__What the task requires__. Reproduce the entries below word for word, starting at the line that contains "written like <point>1284,351</point>." and stopping after the line that contains "<point>213,133</point>".

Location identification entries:
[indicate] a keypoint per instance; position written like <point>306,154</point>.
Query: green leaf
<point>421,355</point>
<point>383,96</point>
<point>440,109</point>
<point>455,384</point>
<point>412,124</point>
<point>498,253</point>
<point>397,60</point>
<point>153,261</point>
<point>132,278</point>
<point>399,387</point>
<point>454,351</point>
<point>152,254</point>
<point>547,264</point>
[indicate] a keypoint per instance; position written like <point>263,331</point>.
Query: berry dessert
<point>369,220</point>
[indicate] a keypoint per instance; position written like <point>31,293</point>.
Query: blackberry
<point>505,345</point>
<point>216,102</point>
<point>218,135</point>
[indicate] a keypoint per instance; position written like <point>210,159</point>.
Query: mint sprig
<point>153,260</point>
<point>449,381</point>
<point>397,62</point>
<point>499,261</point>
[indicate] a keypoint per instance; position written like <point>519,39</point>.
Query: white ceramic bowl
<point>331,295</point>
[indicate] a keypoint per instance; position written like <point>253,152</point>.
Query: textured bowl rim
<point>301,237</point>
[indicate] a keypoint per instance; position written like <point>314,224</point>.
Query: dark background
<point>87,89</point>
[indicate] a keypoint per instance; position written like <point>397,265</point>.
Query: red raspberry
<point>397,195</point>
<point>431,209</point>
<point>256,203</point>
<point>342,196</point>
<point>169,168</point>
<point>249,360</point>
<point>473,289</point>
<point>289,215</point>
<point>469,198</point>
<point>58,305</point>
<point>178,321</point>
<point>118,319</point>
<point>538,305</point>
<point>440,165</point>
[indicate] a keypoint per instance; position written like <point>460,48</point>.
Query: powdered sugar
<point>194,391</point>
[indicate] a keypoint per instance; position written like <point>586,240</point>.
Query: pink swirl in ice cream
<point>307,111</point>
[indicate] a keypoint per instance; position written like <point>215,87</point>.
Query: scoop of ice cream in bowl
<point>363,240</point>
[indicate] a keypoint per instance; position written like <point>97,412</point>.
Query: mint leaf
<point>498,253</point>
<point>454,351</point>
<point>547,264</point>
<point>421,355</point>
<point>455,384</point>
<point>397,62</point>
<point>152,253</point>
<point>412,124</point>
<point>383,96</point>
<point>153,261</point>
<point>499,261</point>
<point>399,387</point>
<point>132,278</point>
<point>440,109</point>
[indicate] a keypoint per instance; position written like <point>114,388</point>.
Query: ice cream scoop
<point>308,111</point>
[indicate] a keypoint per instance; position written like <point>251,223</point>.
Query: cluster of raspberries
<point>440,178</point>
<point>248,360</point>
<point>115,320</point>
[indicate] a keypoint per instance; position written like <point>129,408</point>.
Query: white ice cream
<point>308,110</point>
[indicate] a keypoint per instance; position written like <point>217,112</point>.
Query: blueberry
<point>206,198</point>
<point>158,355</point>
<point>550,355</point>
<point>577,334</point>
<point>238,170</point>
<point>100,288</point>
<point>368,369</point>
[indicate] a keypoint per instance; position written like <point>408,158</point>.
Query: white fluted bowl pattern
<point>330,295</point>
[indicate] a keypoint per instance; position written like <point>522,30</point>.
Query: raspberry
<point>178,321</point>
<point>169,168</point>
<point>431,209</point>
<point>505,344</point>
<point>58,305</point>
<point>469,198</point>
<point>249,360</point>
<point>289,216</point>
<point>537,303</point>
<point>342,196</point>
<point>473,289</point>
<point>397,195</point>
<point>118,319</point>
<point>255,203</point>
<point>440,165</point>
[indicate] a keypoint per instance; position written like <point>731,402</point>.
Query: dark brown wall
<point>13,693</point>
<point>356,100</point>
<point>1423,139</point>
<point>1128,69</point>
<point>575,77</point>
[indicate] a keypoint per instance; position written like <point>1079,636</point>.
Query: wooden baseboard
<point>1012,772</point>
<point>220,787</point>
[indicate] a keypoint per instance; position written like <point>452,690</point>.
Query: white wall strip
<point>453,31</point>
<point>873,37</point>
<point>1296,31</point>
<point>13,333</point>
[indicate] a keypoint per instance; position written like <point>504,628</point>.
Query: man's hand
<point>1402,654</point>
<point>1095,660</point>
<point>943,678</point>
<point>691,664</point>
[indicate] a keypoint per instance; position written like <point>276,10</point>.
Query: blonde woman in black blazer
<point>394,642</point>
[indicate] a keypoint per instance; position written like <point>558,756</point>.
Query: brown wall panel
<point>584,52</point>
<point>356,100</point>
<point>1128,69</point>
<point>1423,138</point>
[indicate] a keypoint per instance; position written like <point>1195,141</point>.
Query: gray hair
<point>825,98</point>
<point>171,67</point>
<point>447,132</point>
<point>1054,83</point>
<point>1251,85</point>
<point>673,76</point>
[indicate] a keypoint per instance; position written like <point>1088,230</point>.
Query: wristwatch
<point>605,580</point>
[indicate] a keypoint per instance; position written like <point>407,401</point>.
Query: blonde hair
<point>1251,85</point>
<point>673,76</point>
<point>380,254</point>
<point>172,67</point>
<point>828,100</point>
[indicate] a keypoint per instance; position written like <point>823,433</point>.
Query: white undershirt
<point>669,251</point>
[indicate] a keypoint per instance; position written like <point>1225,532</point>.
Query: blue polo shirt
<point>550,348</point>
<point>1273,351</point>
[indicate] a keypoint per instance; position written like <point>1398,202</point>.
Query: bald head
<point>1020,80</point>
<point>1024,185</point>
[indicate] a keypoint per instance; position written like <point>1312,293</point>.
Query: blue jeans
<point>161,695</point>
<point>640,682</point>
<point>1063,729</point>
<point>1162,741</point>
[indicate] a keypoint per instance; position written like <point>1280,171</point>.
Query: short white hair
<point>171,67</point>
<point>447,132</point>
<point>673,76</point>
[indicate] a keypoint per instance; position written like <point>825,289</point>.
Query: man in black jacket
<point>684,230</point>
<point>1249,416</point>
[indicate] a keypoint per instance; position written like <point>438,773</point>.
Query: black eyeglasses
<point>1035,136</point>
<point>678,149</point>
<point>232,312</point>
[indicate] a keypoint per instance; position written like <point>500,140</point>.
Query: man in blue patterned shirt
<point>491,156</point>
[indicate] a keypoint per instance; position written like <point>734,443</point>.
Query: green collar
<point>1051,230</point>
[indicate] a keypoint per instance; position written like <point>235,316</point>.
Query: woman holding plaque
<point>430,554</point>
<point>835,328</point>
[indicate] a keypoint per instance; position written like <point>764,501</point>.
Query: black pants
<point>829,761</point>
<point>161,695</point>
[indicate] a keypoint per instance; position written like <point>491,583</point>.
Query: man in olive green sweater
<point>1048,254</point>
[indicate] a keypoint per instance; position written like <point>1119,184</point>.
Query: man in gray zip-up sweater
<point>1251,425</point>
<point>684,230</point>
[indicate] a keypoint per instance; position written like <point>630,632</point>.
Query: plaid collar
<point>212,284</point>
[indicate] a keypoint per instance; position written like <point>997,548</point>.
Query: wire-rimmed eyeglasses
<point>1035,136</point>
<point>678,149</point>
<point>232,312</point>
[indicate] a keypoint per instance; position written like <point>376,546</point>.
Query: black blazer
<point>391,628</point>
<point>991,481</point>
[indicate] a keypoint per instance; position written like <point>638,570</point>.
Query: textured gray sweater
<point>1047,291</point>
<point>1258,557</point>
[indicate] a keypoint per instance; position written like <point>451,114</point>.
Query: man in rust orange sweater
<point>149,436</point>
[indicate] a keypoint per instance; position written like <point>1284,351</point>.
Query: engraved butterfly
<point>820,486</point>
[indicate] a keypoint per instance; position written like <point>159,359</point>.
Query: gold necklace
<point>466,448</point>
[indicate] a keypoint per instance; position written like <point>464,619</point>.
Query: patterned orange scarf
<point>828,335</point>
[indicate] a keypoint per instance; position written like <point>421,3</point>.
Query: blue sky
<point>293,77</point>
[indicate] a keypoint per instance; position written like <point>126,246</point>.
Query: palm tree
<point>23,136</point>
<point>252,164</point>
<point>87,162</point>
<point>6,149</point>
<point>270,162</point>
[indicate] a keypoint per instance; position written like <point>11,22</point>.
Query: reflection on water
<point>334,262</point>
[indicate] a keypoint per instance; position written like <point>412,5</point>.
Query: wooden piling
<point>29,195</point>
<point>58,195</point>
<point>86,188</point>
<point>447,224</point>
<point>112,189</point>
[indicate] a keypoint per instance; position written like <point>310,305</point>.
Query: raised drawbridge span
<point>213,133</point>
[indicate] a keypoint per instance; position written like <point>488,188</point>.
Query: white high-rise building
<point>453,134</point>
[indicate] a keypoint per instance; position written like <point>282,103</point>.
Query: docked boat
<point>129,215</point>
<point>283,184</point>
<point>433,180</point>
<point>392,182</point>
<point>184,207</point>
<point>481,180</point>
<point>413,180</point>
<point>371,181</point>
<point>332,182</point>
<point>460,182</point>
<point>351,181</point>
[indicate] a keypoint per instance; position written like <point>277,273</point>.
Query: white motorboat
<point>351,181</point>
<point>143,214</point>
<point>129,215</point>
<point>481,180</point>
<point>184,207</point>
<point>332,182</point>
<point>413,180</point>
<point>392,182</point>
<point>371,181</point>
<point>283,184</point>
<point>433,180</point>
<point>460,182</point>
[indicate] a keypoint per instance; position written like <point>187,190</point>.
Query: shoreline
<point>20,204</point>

__Exercise result__.
[indicate] a keypoint per instance; position written like <point>1284,351</point>.
Query: engraved butterfly
<point>820,486</point>
[indicate] a keypoint per instance; position written like <point>159,359</point>.
Query: gold necklace
<point>466,448</point>
[indicate] a keypoint per instance; position written like <point>464,619</point>.
Query: patterned orange scarf
<point>828,335</point>
[indicate] a keypoint per instance; position written like <point>421,3</point>.
Query: blue sky
<point>293,77</point>
[indicate] a keypoint per instance; position written like <point>126,246</point>.
Query: palm tree
<point>23,136</point>
<point>252,164</point>
<point>87,162</point>
<point>6,149</point>
<point>270,162</point>
[indicate] a keypoint per instance; position written like <point>11,22</point>.
Query: reflection on water
<point>334,262</point>
[indicate] a keypoint per instance; position written like <point>412,5</point>.
Query: wooden piling
<point>29,195</point>
<point>58,195</point>
<point>86,188</point>
<point>447,224</point>
<point>112,189</point>
[indicate] a keypoint per instance; position written like <point>310,305</point>.
Query: raised drawbridge span
<point>213,133</point>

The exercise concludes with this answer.